*** MATERIAL SUPPLIED ***

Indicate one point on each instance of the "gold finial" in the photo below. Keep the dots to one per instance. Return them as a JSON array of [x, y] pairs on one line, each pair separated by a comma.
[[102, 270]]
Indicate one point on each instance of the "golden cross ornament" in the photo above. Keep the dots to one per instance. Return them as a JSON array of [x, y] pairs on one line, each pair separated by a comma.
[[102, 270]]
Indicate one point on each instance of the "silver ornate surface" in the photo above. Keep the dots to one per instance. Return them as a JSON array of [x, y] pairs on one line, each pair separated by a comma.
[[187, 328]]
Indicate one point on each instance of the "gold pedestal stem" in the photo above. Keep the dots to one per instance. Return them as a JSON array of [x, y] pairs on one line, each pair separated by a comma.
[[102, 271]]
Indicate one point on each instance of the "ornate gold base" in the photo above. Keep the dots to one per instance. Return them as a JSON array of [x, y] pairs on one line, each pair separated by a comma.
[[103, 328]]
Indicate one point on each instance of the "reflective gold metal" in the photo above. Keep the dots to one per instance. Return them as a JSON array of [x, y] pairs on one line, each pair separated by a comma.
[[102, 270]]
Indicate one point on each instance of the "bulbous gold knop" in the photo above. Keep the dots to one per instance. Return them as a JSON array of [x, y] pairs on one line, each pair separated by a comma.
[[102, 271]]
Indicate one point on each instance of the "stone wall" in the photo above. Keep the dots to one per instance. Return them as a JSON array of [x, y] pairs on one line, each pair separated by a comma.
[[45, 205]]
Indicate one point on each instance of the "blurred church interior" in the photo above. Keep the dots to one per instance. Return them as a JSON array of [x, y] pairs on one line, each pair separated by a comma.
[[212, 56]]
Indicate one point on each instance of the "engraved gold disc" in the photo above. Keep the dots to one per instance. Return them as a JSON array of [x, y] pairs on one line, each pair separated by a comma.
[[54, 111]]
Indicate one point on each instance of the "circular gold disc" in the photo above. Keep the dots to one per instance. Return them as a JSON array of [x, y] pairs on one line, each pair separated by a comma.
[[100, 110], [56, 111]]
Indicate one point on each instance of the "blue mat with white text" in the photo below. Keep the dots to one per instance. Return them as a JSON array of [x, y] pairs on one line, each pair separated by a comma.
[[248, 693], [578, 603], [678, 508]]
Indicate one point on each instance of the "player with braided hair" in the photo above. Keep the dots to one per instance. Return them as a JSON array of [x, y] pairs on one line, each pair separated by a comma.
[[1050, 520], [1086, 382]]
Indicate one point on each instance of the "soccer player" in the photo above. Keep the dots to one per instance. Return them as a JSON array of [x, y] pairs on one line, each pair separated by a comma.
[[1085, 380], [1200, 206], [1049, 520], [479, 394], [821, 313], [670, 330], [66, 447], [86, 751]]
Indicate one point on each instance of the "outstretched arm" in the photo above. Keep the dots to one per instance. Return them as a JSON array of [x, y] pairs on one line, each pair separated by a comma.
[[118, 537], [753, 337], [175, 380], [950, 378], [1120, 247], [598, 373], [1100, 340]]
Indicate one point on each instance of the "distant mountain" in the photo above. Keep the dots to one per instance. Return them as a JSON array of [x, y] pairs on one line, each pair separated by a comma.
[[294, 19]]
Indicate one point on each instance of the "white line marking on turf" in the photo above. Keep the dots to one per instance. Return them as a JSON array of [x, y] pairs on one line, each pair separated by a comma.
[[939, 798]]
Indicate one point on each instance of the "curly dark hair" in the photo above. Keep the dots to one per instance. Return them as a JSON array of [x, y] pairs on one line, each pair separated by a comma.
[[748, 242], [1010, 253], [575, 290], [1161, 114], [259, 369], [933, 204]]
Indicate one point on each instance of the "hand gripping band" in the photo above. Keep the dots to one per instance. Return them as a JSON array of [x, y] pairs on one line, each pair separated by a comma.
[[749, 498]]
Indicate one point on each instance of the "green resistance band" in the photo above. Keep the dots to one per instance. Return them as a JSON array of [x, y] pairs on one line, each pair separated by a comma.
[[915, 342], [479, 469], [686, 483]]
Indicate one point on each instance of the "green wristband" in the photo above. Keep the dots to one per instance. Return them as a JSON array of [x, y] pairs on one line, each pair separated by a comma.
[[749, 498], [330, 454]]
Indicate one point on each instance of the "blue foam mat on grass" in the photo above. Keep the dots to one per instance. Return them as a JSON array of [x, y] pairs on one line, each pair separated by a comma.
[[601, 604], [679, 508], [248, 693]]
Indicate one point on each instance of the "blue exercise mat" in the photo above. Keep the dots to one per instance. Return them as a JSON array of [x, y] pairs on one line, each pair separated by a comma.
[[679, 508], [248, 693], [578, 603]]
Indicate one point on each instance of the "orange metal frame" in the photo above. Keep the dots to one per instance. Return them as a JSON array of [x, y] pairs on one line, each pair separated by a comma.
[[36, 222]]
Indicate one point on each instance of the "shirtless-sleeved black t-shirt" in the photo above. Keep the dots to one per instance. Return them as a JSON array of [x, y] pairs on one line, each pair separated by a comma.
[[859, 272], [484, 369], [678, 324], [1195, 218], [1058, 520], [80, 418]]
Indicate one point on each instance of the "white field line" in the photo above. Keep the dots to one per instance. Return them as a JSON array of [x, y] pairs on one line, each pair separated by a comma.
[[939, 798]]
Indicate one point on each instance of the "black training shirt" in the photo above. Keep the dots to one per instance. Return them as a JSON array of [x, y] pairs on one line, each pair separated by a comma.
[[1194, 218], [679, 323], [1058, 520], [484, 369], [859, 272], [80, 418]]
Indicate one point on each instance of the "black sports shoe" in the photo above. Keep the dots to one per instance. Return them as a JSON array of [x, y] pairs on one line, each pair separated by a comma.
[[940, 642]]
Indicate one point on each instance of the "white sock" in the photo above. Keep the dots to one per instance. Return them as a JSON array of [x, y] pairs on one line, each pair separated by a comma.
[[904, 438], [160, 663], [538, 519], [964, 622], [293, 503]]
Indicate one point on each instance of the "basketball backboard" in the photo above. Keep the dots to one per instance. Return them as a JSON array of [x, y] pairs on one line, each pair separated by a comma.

*** End of MATERIAL SUPPLIED ***

#### TASK GOAL:
Transcribe the data in full, matching every line exactly.

#### SOLUTION TO THIS TASK:
Indicate one point on each instance of the "gold finial" in the photo below. Keep the dots to one per instance. Return them as a JSON array of [x, y] pairs on one line, each pair separated by a comma.
[[102, 270]]
Indicate one point on each instance of the "golden cross ornament" in the photo above. Keep the dots to one per instance. Return them as a JSON array of [x, y] pairs on one line, each pair separated by a comma.
[[102, 270]]
Indicate one point on each instance of the "silver ornate surface" in the photo above. Keep the dots to one per instance. Return them as a JSON array of [x, y] pairs on one line, each pair separated by a comma.
[[187, 328]]
Indicate one point on each instance of the "gold pedestal stem" in the photo above. Keep the dots to one per instance. Return them as a JSON array of [x, y] pairs on one line, each pair separated by a comma.
[[102, 271]]
Indicate one point on each instance of the "ornate gold base" in the photo above. Keep the dots to one per instance. Return them as a JSON array of [x, y] pairs on one line, each pair separated by a comma.
[[103, 328]]
Indicate one point on each instance of the "reflective gold metal" in the photo above. Keep the dots to one per instance. Return them as a JSON array of [x, y] pairs on one line, each pair separated by a comma.
[[102, 270]]
Indicate one point on each instance of the "bulbous gold knop" in the photo above. Keep the dots to one per instance. Return them as a JSON array of [x, y] pairs on one line, each pair separated by a comma.
[[102, 271]]
Indicate one point on each instance of the "stone wall" in the photo above. Keep the dots to one per instance. Return them as a JSON array of [x, y] pairs on one line, each pair separated by a comma.
[[45, 205]]
Indicate one point on each instance of the "blurred church interior" in the photo above. Keep the dots to one per instance. Return them as a JSON array of [x, y] pairs on one line, each pair separated by a comma.
[[212, 56]]
Indicate one point on each instance of the "engraved gold disc" in the photo above. Keep the dots to one per instance. Return them as a JSON array of [x, y] pairs on one line, each pair separated by a comma.
[[54, 111]]
Indicate one point on each instance of the "circular gold disc" in the photo above. Keep the dots to one per instance. Return them as a JSON array of [x, y] pairs on one line, each pair separated by a comma.
[[100, 110], [56, 111]]
Indicate one point on each instance of the "blue mat with white text" in the photo below. Keep the dots to one per instance. Return them as a JSON array of [x, y] pairs on one line, each pair separated by a comma.
[[248, 693], [578, 603], [678, 508]]
Indicate one point on each instance of the "player with braided hair" in the photo above. Keep the dots to one per instance. Return them as a JSON array of [x, y] pairs on one line, each pair separated by a comma.
[[1050, 520], [1086, 382]]
Indicate one point on each instance of the "soccer player" in the photo above. Keep the dots to one per instance. Return them as a JSON array of [x, y] pairs on one line, each pair separated by a comma.
[[1085, 380], [1200, 206], [1049, 520], [479, 394], [821, 313], [670, 330], [66, 447], [86, 751]]
Indicate one point on each instance of the "outstretched arm" in the photo above. Keep the dots to one per instance. Return them as a JSON array of [x, y] pairs on one line, each pair separated by a comma.
[[118, 537], [753, 337], [175, 380], [950, 378], [1120, 247], [598, 373], [1100, 340]]
Indicate one point on each instance of the "distant mountain" in the photo above. Keep the dots to one per instance. Return them as a JSON array of [x, y] pairs on one line, each pair separated by a comma.
[[294, 19]]
Indicate one point on each instance of the "white line marking on turf" in the photo above. Keep the dots to one per instance. Return them as a JSON array of [x, y] pairs on one line, each pair separated by a comma.
[[939, 798]]
Indicate one point on each instance of the "curly dark hair" in the photo above. Keep the dots to one per instance. Return them as a JSON array of [x, y] pairs on one line, each pair separated by a comma.
[[748, 242], [1010, 253], [575, 290], [1161, 114], [259, 369], [933, 204]]
Indicate one point on each instance of the "hand gripping band" in the photo above. Keep the dots to one per instance. Return them as a JSON array of [x, y] pairs on one line, each pair separated by a comma.
[[749, 498]]
Indicate one point on each instance of the "green resistance band" in the photo above. Keep the dots to one per instance. Return them as a JSON array of [x, y] pairs on one line, each pair separated by a comma.
[[915, 342], [479, 469], [686, 483]]
Indicate one point on each instance of the "green wristband" in the photo above. Keep the dots to one per instance. Return them as a JSON array of [x, y] pairs on one line, each pair separated by a comma.
[[749, 498], [330, 454]]
Indicate one point on each instance of the "blue foam mat on grass" in the photo above. Keep the dots to one per instance. Return them as a JSON array of [x, y] pairs on one line, each pair separated by a comma.
[[601, 604], [679, 508], [248, 693]]
Indicate one point on each instance of the "blue exercise mat" in the photo above. Keep the dots to one per instance. Return them as a JSON array of [x, y] pairs on one line, each pair separated by a comma.
[[679, 508], [248, 693], [578, 603]]
Indicate one point on each instance of the "orange metal frame" in the photo above. Keep the dots to one per instance. Return them as a JSON array of [x, y] pairs on one line, each pair separated by a comma.
[[36, 222]]
Indicate one point on each instance of the "shirtless-sleeved black t-shirt" in the photo above. Keep the dots to one per instance. Return them as a JSON array of [x, y] pairs on one line, each pair separated by a comma.
[[859, 272], [484, 369], [678, 324], [1195, 218], [1058, 520], [80, 418]]
Indicate one point on each instance of the "white field line" in the photo above. Keep the dots to one per instance. Return them as a JSON array of [x, y] pairs on one line, each pair separated by a comma.
[[939, 798]]
Indicate one point on each instance of the "black training shirt" in the photo above. Keep the dots to one per instance. Return them as a JSON array of [x, y] pairs on one line, each pair separated by a comma.
[[1194, 218], [679, 323], [1058, 520], [484, 369], [859, 272], [80, 418]]
Indicate one point on each instance of the "black sports shoe" in the photo above. Keep the dots to one per instance. Return them as a JSON array of [x, y] pairs on one line, each pair separated by a comma.
[[940, 642]]
Indicate one point on each instance of the "white sock" in the photo above. Keep the dots to one per instance. Return them as a JSON array of [x, y] pairs on one line, each pair separated by a comma.
[[904, 438], [160, 663], [538, 519], [964, 622], [293, 503]]
Indicate one point on each instance of the "basketball backboard" in the photo above. Keep the dots to one per instance. Return them as a JSON array of [x, y] pairs on one line, each pair separated by a comma.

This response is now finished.